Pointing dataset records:
# # # #
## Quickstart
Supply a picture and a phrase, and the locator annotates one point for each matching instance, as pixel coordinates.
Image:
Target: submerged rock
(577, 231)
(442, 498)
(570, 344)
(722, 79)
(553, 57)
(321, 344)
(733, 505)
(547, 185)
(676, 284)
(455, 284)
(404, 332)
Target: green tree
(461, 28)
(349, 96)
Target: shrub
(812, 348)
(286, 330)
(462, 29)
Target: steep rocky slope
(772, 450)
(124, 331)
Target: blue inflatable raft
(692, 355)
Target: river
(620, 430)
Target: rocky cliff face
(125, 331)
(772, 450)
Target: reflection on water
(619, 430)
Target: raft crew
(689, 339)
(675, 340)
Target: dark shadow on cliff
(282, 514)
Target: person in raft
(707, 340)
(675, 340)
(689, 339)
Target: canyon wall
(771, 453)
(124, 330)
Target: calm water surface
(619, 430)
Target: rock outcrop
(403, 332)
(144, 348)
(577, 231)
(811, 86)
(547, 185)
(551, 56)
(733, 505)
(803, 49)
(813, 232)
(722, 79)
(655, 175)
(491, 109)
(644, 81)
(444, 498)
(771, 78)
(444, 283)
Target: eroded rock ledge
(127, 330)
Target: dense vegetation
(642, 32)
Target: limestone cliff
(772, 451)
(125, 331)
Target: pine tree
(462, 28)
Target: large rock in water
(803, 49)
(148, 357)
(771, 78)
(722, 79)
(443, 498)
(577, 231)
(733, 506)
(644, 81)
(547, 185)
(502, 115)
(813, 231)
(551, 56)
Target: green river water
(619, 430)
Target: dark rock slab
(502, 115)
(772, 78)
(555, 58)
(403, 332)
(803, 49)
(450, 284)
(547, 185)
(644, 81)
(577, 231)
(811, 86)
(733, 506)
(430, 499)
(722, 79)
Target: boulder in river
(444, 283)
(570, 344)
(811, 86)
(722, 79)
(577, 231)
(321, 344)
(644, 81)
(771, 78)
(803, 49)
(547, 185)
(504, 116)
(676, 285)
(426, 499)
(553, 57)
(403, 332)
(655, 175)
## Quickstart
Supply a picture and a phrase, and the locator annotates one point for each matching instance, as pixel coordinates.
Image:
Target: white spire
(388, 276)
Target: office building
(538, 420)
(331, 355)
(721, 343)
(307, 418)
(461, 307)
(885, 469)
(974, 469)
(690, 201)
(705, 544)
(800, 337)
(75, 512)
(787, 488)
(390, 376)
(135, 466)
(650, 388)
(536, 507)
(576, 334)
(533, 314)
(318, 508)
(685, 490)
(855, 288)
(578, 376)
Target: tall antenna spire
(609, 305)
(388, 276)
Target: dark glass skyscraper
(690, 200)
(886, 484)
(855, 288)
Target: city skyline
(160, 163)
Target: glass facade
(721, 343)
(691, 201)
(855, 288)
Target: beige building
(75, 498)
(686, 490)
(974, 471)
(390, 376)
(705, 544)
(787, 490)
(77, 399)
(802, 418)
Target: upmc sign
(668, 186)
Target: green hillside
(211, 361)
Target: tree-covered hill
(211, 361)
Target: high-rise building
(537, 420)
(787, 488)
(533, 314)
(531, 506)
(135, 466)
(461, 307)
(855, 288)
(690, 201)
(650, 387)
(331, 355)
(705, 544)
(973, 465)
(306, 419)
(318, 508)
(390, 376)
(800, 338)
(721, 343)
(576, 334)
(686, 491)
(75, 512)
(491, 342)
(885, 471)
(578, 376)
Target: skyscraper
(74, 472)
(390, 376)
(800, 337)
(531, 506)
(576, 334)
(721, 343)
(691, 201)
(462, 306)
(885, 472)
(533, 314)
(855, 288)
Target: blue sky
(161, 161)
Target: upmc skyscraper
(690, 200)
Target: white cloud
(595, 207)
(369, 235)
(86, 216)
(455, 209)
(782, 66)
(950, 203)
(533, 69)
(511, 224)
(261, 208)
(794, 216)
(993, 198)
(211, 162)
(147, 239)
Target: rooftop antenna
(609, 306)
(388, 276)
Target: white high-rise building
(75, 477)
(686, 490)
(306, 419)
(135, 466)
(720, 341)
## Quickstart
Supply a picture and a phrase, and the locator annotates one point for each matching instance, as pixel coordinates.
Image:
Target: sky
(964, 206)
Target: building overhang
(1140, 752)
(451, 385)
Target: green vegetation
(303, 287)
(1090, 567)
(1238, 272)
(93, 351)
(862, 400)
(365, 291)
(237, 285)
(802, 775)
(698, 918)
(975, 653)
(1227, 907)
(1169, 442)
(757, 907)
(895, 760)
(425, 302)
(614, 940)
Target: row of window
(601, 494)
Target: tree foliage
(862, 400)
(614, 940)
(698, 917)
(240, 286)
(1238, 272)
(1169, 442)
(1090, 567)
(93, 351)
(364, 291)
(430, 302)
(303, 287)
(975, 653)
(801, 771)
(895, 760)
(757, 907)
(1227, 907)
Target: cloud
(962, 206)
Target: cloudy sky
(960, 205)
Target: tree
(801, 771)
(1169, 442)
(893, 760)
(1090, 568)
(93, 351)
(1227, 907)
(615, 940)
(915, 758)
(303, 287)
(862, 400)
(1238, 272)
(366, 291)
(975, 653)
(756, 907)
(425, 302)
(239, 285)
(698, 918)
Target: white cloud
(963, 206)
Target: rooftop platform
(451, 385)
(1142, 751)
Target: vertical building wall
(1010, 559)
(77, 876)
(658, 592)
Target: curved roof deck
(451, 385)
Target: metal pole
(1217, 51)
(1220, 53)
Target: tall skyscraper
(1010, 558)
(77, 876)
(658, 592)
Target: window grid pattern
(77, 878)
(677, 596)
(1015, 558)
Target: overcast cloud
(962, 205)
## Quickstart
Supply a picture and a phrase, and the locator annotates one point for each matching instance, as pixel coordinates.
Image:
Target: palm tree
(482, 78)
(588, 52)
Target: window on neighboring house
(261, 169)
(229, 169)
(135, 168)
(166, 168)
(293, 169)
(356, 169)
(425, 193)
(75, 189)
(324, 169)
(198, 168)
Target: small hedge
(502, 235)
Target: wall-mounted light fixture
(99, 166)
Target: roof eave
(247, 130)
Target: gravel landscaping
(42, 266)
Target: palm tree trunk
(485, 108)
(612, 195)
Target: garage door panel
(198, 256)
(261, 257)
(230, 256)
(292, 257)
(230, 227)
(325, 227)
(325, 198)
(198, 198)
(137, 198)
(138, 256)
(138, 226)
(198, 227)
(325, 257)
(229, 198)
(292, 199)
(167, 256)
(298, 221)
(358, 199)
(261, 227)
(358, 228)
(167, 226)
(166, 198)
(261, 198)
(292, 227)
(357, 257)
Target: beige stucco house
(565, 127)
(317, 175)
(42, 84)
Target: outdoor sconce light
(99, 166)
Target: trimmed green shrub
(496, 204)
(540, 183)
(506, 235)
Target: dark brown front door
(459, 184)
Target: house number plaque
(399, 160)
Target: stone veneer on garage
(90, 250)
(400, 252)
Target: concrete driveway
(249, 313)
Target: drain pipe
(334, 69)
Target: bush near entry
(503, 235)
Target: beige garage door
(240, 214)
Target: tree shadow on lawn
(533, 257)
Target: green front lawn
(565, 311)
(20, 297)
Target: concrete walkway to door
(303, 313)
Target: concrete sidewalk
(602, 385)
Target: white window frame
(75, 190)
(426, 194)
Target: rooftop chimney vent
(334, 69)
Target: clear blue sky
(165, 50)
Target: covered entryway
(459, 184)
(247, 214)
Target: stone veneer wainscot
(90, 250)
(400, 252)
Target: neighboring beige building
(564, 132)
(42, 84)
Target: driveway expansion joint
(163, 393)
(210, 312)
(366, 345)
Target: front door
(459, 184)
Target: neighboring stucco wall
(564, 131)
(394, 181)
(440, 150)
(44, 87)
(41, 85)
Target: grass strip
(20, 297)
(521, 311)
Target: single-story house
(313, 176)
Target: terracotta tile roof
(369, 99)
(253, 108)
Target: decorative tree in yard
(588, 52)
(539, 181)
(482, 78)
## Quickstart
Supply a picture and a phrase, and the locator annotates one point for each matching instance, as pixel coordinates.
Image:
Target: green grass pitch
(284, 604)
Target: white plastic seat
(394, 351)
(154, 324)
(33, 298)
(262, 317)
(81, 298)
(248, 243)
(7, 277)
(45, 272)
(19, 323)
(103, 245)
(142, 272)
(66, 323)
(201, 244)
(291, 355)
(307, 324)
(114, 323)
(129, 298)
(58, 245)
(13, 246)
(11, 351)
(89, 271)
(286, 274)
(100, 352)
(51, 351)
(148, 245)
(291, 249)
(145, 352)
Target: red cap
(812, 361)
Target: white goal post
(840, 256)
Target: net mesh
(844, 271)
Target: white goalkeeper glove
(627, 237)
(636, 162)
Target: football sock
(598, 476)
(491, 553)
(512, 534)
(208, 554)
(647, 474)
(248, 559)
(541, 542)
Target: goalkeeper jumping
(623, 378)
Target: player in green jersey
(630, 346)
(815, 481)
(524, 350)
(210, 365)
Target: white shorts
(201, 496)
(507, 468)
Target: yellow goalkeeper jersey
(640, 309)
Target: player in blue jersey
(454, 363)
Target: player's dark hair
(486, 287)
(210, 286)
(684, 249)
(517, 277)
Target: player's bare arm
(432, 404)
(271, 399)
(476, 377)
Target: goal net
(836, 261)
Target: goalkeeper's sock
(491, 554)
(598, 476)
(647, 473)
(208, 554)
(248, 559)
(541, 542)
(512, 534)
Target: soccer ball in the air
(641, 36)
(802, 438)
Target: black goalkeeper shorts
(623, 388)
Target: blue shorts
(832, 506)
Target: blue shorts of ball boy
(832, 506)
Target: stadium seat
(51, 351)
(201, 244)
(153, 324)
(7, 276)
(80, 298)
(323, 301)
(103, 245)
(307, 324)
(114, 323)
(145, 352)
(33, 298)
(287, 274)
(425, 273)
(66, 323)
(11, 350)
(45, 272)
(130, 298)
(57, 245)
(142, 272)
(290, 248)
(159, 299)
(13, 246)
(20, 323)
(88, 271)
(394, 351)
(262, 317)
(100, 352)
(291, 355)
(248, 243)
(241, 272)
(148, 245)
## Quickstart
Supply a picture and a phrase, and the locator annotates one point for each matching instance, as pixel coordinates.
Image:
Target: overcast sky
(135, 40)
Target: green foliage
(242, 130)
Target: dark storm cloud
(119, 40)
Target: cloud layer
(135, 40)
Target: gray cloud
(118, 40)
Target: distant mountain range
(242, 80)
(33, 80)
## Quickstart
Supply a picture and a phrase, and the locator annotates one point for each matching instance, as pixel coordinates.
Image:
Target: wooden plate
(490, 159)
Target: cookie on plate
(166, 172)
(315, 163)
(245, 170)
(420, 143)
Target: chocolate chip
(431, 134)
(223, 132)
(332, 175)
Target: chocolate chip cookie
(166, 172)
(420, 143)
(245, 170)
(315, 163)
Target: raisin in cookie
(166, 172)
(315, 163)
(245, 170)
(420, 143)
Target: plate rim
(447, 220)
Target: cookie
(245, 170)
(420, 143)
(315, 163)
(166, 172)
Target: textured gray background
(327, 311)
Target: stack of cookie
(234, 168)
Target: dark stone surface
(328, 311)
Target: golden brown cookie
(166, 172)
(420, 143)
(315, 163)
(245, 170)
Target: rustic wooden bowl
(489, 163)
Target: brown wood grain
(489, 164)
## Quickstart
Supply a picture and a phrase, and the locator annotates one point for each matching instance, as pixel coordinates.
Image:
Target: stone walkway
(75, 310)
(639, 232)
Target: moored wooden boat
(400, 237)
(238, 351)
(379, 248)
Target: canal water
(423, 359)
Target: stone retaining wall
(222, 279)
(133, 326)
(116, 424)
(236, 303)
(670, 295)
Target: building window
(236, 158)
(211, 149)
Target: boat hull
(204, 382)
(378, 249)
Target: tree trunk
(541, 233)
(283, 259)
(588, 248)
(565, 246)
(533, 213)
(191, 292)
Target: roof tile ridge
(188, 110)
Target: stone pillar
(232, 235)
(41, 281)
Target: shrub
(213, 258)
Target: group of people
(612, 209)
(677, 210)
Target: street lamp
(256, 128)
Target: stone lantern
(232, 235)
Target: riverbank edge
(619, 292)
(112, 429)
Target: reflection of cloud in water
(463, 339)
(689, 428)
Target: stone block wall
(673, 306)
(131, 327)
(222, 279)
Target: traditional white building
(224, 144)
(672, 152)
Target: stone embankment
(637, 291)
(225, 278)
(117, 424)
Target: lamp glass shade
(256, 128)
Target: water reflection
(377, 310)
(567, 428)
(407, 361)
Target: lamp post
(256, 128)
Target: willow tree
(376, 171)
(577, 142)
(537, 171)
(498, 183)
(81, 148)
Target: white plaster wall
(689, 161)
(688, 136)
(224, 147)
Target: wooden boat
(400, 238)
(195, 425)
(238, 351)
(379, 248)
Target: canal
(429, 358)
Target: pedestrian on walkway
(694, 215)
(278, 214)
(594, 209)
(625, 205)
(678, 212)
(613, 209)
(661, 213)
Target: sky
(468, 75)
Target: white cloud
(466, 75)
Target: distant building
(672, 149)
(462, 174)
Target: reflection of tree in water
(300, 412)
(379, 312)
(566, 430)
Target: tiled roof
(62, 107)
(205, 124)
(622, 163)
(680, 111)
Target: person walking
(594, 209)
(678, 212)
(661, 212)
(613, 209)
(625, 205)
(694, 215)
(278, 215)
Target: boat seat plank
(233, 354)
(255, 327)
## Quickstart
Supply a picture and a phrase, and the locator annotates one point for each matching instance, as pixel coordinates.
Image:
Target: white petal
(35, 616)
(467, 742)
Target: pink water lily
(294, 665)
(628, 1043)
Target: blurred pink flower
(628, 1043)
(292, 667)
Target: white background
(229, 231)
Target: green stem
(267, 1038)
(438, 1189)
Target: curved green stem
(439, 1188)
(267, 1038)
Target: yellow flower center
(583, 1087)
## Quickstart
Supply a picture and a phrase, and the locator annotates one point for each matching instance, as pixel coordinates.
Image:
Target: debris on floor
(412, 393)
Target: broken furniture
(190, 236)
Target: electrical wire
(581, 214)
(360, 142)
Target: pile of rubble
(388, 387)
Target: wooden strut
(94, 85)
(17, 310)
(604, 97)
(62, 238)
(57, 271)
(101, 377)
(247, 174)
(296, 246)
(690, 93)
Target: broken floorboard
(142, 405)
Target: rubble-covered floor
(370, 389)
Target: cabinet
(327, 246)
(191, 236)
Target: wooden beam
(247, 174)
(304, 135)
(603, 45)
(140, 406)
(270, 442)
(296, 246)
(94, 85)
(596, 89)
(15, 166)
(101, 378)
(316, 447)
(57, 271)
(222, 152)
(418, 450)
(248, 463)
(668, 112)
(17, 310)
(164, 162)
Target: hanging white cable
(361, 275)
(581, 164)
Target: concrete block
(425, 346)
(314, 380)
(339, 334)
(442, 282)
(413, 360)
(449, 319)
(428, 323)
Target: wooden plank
# # # #
**Exercise goal**
Copy only this span: the line that contains "Target: pink water lily", the last line, and every line between them.

**Answer for this exercise**
Target: pink water lily
(294, 665)
(628, 1043)
Target: blurred pink flower
(628, 1043)
(292, 667)
Target: white background
(229, 231)
Target: green stem
(267, 1038)
(438, 1189)
Target: curved green stem
(439, 1188)
(267, 1038)
Target: yellow flower center
(583, 1087)
## Quickstart
Supply a picture and a phrase, and the locator annotates one point for each matching instance, as pixel coordinates.
Image:
Target: debris on floor
(412, 393)
Target: broken furniture
(190, 236)
Target: electrical wire
(581, 214)
(360, 142)
Target: pile of rubble
(388, 387)
Target: wooden strut
(94, 85)
(17, 310)
(604, 97)
(62, 238)
(57, 271)
(101, 377)
(247, 174)
(296, 246)
(690, 93)
Target: broken floorboard
(142, 405)
Target: rubble-covered floor
(370, 389)
Target: cabinet
(327, 246)
(191, 236)
Target: wooden beam
(247, 174)
(304, 135)
(603, 45)
(140, 406)
(270, 442)
(296, 246)
(94, 85)
(596, 89)
(15, 166)
(101, 378)
(316, 447)
(57, 271)
(222, 152)
(418, 450)
(248, 463)
(668, 112)
(17, 310)
(164, 162)
Target: hanging white cable
(361, 275)
(581, 164)
Target: concrete block
(425, 346)
(314, 380)
(339, 334)
(442, 282)
(413, 360)
(449, 319)
(428, 323)
Target: wooden plank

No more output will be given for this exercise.